How to Install IBM Cloud Pak for Data into a VPC OpenShift Cluster Using OpenShift Data Foundation

5 min read

Instructions on how to install and configure OpenShift Data Foundation (ODF) on Red Hat Openshift for IBM Cloud and prepare it for IBM Cloud Pak for Data installation.

OpenShift Data Foundation is a highly available storage solution that consists of several open-source operators and technologies like Ceph, NooBaa and Rook. These operators allow you to provision and manage file, block and object storage for your containerized workloads in Red Hat® OpenShift® on IBM Cloud® clusters. Unlike other storage solutions where you might need to configure separate drivers and operators for each type of storage, ODF is a unified solution capable of adapting or scaling to your storage needs. You can also deploy ODF on any OCP cluster.

Architecture overview

The documentation has a detailed architecture overview for OpenShift Data Foundation.

How does OpenShift Data Foundation work?

OpenShift Data Foundation (ODF) uses storage volumes in multiples of three and replicates your app data across these volumes. The underlying storage volumes that you use for ODF depends on your cluster type:

  • For IBM Cloud VPC clusters, the storage volumes are dynamically provisioned block storage for VPC devices.
  • For bare metal Classic clusters, the storage volumes are local disks on your bare metal worker nodes.
  • For IBM Cloud Satellite clusters, the storage volumes are either local disks on your worker nodes, or you can dynamically provision disks by using a compatible block storage driver.

ODF uses these devices to create a virtualized storage layer, where your app data is replicated for high availability. Because ODF abstracts your underlying storage, you can use ODF to create file, block or object storage claims from the same underlying raw block storage.

For a full overview of the features and benefits, see OpenShift Data Foundation.

Step-by-step instructions

In this step-by-step guide, we will show you how to install and configure OpenShift Data Foundation (ODF) on Red Hat Openshift for IBM Cloud and prepare it for IBM Cloud Pak for Data installation.

1. OpenShift Data Foundation Installation

Prerequisites

For this tutorial, we will not demonstrate how to provision and configure a Red Hat OpenShift on IBM Cloud cluster. Before starting, you'll need to install the required CLI into your computer (ibmcloud and Openshift) or use IBM Cloud Shell in your browser.

  1. Install the Red Hat OpenShift on IBM Cloud 4.8 (ROKS) cluster (instructions here).
  2. Create a separate Worker Pool in this cluster, only for ODF installation. The ODF needs at least three worker nodes with 16vCPUx64GB. The default worker pool will be used by Cloud Pak for Data. Having a dedicated worker pool for ODF makes it easier to resize (up and down) and update workers in the application pool without compromising the ODF's installation.

Installation

  1. Install the OpenShift Data Foundation (ODF) add-on. In the Overview Section of the OpenShift cluster in IBM Cloud Portal, click on OpenShift Data Foundation Install:
    Install the OpenShift Data Foundation (ODF) add-on. In the Overview Section of the OpenShift cluster in IBM Cloud Portal, click on OpenShift Data Foundation Install:
  2. In the Install OpenShift Data Foundation panel, enter the configuration parameters that you want to use for your ODF deployment and click Install:
    In the Install OpenShift Data Foundation panel, enter the configuration parameters that you want to use for your ODF deployment and click Install:
    • osdSize: Enter the size of the block storage for VPC devices that you want to provision for the OSD pods. The default size is 250Gi.

• **Written problem**: Print everything in the OpenShift Data Foundation guide above from "OpenShift Data Foundation (ODF) uses" down to "for VPC devices.", word for word.

• **Recorded information**:
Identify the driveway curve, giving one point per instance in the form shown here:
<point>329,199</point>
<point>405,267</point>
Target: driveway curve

• **Response**:
OpenShift Data Foundation (ODF) uses storage volumes in multiples of three and replicates your app data across these volumes. The underlying storage volumes that you use for ODF depends on your cluster type:

  • For IBM Cloud VPC clusters, the storage volumes are dynamically provisioned block storage for VPC devices.